■ QUOTED PASSAGE ■
^^^^^^^^
Productive Bays - 27 East

Letters

Southampton Press / Opinion / Letters / 2169201

Productive Bays

My name is Matt Parsons, and I want to declare that I am strongly pro-shellfish and am running for Southampton Town Trustee.

If given the opportunity to serve you, I will use my marine biology background, experience as a commercial bayman and previous work as a conservationist to bring back the health and productivity of our bays for our future generations to enjoy.

When I was young, my father told me about clamming on the Great South Bay when he was growing up and how many families could earn a living off the water. We all know that the bays aren’t what they used to be. But we don’t all know that can be reversed.

My goal is to restore the bays by harnessing the power of the bays themselves. Through enhanced shellfish seeding programs and overseeing the management of our bays and shorelines using innovative habitat management, I will work hard to restore the health and vitality of our beloved bays.

The Town of East Hampton already has its own dedicated shellfish hatchery. The Town of Southampton does not, and I would like to change that. By significantly increasing the number of clams, oysters, scallops and mussels in our bays, we will use their natural filtration and sediment anchoring to improve the quality of our waters and enhance biodiversity and financial productivity.

When I worked as a biologist for Cornell Cooperative Marine Program, we spent a lot of time working underwater in the bays to try to restore some of the critical bay scallop habitat.
^^^^^^^^
■ INFORMATION PROVIDED ■
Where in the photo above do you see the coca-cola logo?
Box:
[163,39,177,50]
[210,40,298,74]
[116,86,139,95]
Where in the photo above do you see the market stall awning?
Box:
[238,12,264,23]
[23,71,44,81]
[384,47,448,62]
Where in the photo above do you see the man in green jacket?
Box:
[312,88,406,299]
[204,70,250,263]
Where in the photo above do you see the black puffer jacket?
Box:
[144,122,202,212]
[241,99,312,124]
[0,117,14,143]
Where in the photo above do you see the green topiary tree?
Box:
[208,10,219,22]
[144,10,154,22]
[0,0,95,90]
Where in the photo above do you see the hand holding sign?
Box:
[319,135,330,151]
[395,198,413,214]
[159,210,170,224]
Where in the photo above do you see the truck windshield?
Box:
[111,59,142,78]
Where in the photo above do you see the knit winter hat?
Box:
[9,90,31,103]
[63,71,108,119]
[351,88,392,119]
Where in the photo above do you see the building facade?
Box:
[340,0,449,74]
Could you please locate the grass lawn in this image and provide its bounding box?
^^^^^^^^
■ EXERCISE SET ■
1. According to the Productive Bays letter, which town already has its own dedicated shellfish hatchery?
2. Write the next part of the Productive Bays letter, picking up right after its final sentence.

■ RESULTS OF THE EXERCISE ■
1. The Town of East Hampton.

2.
Later, as a fisheries observer for National Marine Fisheries, I spent over a thousand days at sea working on, among other things, the Closed Area Scallop program, which created sanctuaries where sea scallops could grow, thrive and spawn, jump-starting the productivity of the entire region.

Since 2006, I’ve gone clamming and scalloping commercially every year and have seen firsthand both the substantial economic impact that a good harvest can bring to a community but also our bays’ challenges.

As a father of three, I’m proud to say that my children can spot and dig out razor clams at low tide, eat a scallop straight out of the shell, and pull up hard clams with their toes.

Like you, I want to leave our future generations a more robust, healthy and productive bay than I started with. And as you can see from my background, I will be able to deliver.

It begins with your support and electing me to the Southampton Town Trustees in November.